▸ Extracted text:
________________

Although the construction of a new station had been approved, a residents' committee (led by Mar del Plata pioneer Pedro Luro) opposed the old station being demolished, requesting its preservation. Percy Clarke, manager of the company had to accept the residents' claim. The other point of conflict with the inhabitants of the city was the path of the new line. While the company wanted to build the new station near to the coast (to reduce costs), the residents demanded that the station should be located far from the most populated areas of the city. Eventually, the BAGSR agreed to build the new station where the neighbours had demanded.

With a project designed by Belgian Architect Jules Dormal, works began in 1909 and finished one year later, when the station building began to be constructed. The project of the company also included to extend the tracks to the city of Miramar. The new station in Mar del Plata (named "Mar del Plata Sud") was opened on December 1, 1910, although the main building was not still finished, so a provisional wooden-structure was opened to the public for the 1910–11 summer season.

________________

(Text-to-region grounding data)

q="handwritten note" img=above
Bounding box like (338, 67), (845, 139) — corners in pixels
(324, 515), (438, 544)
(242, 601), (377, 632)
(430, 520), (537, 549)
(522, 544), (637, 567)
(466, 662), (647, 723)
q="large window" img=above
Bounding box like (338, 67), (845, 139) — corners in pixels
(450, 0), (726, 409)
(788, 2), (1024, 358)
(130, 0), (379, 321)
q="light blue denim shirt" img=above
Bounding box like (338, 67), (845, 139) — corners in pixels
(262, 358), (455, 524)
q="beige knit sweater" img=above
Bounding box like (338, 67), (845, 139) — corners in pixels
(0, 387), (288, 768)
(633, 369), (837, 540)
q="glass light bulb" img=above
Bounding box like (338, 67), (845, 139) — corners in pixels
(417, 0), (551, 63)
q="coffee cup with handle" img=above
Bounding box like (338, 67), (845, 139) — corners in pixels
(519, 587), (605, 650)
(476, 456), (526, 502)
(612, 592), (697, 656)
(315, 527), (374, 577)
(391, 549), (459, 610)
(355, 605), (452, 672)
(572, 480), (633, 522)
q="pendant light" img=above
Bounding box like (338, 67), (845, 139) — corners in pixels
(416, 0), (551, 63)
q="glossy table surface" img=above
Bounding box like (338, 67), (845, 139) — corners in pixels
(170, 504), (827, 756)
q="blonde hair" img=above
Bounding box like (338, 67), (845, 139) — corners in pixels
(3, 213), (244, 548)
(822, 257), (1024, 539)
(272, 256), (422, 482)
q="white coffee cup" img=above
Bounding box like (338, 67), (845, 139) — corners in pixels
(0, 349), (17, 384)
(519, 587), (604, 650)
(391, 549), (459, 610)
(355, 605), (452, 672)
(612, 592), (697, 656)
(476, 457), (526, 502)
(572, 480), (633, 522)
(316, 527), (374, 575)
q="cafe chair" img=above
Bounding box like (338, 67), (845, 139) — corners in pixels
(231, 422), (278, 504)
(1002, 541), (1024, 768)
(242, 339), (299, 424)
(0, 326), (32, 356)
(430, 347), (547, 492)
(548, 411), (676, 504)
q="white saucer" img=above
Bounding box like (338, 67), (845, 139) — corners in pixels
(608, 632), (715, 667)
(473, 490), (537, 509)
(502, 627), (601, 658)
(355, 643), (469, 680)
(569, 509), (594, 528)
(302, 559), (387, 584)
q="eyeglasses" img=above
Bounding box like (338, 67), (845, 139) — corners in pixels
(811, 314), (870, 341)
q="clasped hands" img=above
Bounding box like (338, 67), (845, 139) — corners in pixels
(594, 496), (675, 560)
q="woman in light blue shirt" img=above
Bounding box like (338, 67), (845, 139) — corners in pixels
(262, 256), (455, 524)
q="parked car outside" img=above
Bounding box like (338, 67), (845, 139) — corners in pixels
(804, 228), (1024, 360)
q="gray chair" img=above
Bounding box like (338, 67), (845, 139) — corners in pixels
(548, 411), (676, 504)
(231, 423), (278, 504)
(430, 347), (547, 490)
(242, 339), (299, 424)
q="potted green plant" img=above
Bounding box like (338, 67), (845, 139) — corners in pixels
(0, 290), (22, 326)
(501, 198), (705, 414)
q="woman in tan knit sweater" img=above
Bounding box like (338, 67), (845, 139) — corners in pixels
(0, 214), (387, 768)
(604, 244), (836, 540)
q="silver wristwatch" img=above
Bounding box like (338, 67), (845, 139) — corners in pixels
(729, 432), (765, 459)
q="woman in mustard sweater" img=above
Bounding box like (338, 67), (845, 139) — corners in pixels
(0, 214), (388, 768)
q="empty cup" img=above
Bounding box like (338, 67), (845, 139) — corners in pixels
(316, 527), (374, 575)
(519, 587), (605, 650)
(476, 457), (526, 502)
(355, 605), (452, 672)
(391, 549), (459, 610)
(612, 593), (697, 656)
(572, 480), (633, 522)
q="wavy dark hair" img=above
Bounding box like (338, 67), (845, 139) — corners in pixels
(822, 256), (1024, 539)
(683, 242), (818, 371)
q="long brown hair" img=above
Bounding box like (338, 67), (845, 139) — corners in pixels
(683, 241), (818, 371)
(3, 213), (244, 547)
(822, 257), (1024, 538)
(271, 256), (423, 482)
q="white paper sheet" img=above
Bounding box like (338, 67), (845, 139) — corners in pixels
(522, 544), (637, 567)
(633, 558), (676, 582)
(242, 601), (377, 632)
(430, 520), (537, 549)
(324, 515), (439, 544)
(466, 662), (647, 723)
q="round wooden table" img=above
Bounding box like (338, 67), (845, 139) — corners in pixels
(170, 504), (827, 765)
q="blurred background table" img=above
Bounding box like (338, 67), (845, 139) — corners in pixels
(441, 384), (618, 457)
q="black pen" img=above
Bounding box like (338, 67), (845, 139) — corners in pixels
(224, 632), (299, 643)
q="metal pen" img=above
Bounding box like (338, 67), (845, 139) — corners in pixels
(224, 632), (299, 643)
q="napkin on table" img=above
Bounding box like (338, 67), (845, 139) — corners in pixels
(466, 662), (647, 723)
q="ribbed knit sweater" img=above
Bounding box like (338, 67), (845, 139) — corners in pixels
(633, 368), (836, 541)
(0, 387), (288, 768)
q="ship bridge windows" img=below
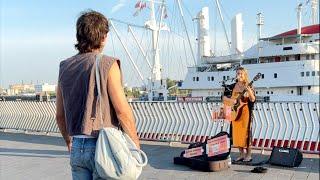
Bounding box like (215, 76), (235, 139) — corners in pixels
(242, 59), (257, 64)
(311, 54), (315, 59)
(283, 46), (292, 51)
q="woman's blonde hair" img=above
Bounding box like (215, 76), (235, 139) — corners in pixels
(237, 67), (250, 85)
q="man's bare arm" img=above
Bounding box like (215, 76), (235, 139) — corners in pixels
(56, 84), (71, 152)
(108, 62), (140, 149)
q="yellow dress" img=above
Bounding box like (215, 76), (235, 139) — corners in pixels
(232, 91), (250, 148)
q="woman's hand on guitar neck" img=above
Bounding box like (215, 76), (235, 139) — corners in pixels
(245, 86), (256, 102)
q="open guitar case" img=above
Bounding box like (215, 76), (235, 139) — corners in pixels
(173, 131), (231, 172)
(173, 83), (239, 172)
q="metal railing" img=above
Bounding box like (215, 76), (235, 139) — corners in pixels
(0, 101), (320, 153)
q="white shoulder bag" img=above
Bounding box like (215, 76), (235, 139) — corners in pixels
(95, 54), (148, 180)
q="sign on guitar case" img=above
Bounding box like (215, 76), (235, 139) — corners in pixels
(206, 135), (230, 157)
(183, 147), (204, 158)
(211, 105), (231, 121)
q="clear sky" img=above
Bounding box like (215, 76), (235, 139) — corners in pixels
(0, 0), (310, 87)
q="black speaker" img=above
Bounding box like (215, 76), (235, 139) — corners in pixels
(269, 147), (303, 167)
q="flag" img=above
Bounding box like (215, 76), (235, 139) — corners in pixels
(133, 1), (147, 16)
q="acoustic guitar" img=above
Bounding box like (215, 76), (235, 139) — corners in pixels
(231, 73), (261, 121)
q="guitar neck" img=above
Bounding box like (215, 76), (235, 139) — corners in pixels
(237, 81), (253, 99)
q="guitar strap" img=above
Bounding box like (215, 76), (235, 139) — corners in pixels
(228, 83), (255, 147)
(221, 83), (236, 145)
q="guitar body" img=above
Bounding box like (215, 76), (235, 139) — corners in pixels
(231, 94), (248, 121)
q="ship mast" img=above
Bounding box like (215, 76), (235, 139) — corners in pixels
(311, 0), (318, 24)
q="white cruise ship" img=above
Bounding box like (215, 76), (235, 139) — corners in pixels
(180, 1), (320, 102)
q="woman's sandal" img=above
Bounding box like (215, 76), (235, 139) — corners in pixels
(251, 166), (268, 173)
(234, 157), (244, 162)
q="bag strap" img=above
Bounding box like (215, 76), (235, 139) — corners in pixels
(96, 54), (103, 128)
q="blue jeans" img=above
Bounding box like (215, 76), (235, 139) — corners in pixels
(70, 138), (101, 180)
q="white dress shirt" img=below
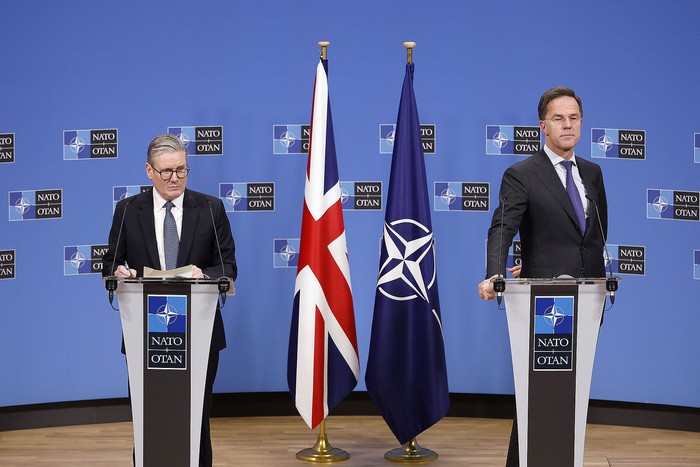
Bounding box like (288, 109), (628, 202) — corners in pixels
(544, 144), (589, 218)
(151, 188), (185, 271)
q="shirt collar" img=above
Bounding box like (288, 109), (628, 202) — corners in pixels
(151, 188), (185, 212)
(544, 144), (578, 167)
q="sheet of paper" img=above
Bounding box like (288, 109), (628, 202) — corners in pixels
(143, 264), (192, 279)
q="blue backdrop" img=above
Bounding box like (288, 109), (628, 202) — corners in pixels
(0, 0), (700, 407)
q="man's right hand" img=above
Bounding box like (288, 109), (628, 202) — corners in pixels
(114, 264), (136, 277)
(477, 274), (498, 300)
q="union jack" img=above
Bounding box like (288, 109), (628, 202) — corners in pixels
(287, 60), (360, 429)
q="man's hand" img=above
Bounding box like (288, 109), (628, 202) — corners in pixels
(508, 264), (523, 279)
(114, 264), (136, 277)
(192, 264), (204, 279)
(477, 274), (498, 300)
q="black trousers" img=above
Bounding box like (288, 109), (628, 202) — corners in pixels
(506, 415), (520, 467)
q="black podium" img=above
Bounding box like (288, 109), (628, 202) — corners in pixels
(116, 278), (224, 467)
(504, 278), (606, 467)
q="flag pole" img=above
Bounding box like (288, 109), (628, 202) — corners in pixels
(403, 42), (416, 65)
(384, 42), (438, 464)
(318, 41), (331, 60)
(297, 420), (350, 463)
(296, 37), (350, 463)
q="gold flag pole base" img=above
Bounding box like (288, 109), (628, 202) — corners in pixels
(384, 438), (438, 464)
(297, 420), (350, 463)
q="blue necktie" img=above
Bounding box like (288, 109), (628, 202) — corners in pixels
(163, 201), (180, 270)
(561, 161), (586, 235)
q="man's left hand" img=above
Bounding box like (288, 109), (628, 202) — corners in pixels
(192, 264), (204, 279)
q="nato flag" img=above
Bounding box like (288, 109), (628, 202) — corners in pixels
(365, 64), (449, 444)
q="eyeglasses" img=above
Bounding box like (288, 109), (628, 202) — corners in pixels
(151, 166), (190, 182)
(546, 115), (581, 125)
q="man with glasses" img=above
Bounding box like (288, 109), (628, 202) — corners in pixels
(478, 87), (608, 466)
(102, 134), (238, 466)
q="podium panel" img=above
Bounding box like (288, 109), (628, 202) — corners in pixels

________________

Continue the account of the Mar del Plata railway station, picking up right after its final sentence.

As Mar del Plata Norte remained active, the Sud station would be only used during the summer seasons. It had two large platforms, the main building, a post warehouse, and a signal cabin. When the new station opened, all the trains that arrived to the old station were reprogrammed to make their arrival to the South station. It totalled four services per day, including the two express services. Nevertheless, a few days before the inauguration, the BAGSR requested to the Government that only the express services arrived to the new station, due to the other three trains programmed having to end their routes in Miramar and could not change their path to the south station. The request was approved and therefore only the express services stopped at the new station.

When the entire Argentine railway network was nationalised in 1948, Mar del Plata became part of General Roca Railway, one of the six divisions of state-owned Ferrocarriles Argentinos.

On May 3, 1949, the Mar del Plata Sud station was definitively closed so Mar del Plata Norte became the only station in the city.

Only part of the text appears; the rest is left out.